Aim :: Render every line of the entries below as a numbered list, omitting any blank lines.
* * * * * * *
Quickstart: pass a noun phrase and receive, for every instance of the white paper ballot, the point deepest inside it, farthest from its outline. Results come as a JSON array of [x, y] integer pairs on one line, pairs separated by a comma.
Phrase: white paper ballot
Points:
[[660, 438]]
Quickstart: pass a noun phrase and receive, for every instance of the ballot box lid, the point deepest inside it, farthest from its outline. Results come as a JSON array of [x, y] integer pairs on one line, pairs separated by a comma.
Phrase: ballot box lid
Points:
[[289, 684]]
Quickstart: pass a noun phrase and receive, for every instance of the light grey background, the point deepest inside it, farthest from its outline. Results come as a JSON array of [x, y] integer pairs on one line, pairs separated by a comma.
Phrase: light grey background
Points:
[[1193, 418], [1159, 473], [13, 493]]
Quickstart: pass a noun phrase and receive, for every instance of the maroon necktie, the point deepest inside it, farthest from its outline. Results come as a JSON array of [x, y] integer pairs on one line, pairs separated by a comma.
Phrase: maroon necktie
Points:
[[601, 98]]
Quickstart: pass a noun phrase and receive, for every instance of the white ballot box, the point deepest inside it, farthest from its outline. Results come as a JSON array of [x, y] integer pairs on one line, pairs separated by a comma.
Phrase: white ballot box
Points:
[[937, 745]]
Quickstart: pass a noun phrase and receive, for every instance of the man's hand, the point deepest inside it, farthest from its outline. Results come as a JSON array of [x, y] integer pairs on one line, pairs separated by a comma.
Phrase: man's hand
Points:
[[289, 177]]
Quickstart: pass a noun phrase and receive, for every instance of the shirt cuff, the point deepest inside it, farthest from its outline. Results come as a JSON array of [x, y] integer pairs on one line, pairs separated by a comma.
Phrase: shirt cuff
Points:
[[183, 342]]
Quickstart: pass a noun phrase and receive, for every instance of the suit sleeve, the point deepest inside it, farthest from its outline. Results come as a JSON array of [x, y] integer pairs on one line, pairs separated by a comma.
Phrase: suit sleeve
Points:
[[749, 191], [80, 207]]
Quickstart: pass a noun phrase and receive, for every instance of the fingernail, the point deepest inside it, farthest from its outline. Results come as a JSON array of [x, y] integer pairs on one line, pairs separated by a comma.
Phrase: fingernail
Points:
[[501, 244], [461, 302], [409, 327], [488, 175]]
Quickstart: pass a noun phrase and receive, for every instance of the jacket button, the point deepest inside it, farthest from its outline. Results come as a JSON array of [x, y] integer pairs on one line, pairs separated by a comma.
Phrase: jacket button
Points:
* * * * * * *
Finished answer ::
1. Quickstart: pass a noun phrase and receive, for every instance of the white paper ballot, the point deepest inside it, farthest from its outline. Results come as a JSON array of [x, y] integer pairs on one line, pairs separated by a comma.
2. Phrase: white paper ballot
3. Points:
4. [[660, 438]]
5. Quickstart: pass a noun phrase and receive, for every instance of the ballot box lid, the point deepest inside it, farthest from its outline. Results come as a JSON array of [x, y] integer pairs on one line, pairs separated by a comma.
6. Phrase: ballot box lid
7. Points:
8. [[289, 684]]
9. Quickstart: pass a noun phrase and receive, for every instance of the light grey background, the point deepest inside it, farthest from its outline. Results come as a JSON array of [x, y] integer pairs on one line, pairs separated by a comma.
10. Phrase: light grey background
11. Points:
12. [[1193, 418], [1159, 473], [13, 493]]
13. Quickstart: pass a noun phrase and receive, for every instance of the maroon necktie, the point deepest inside it, farthest from its outline. Results come as a JSON array of [x, y] integer pairs on one line, pairs separated by a comma.
14. Phrase: maroon necktie
15. Points:
16. [[601, 98]]
17. Quickstart: pass a noun phrase and receive, for every instance of the white ballot box, the point deepest inside it, farthest from its outline. Results come as a JSON array of [x, y] integer pairs on one line, pairs separated by a comma.
18. Phrase: white ballot box
19. Points:
20. [[937, 745]]
21. Quickstart: pass a noun phrase and receive, for every instance of the man's hand, the point deepest inside it, farthest from its outline. Results come as a JSON array of [x, y] integer pairs on one line, pairs separated by a comma.
22. Phrase: man's hand
23. Points:
24. [[289, 177]]
25. Quickstart: pass a noun phrase and receive, for every instance of the shirt cuff, the point deepest inside it, farthest from its outline. Results come as a JSON array of [x, y] integer pairs on one line, pairs separated by a comma.
26. Phrase: shirt cuff
27. Points:
28. [[183, 342]]
29. Quickstart: pass a noun phrase and receive, for every instance of the suit sleeve, the point deepest inside it, farthest from its outline. Results come as a JSON array of [x, y] integer pairs on one line, pairs separated by a comma.
30. Phrase: suit sleeve
31. Points:
32. [[749, 191], [80, 207]]
33. Quickstart: pass a noun phrase and receive, for every instance of the fingernail, the point deepest inside it, farthest from its outline. Results come as a JSON array of [x, y] integer pairs on one line, pairs separated by a comma.
34. Phrase: fingernail
35. Points:
36. [[501, 244], [461, 302], [409, 327], [488, 175]]
37. Quickstart: pass a noun phrase and receive, for every instance of the jacket button, the point deepest inside it, farthest from its outline. Results come as a JSON array of [x, y] integer pairs on one line, pairs separated by a comma.
38. Phrase: jacket button
39. Points:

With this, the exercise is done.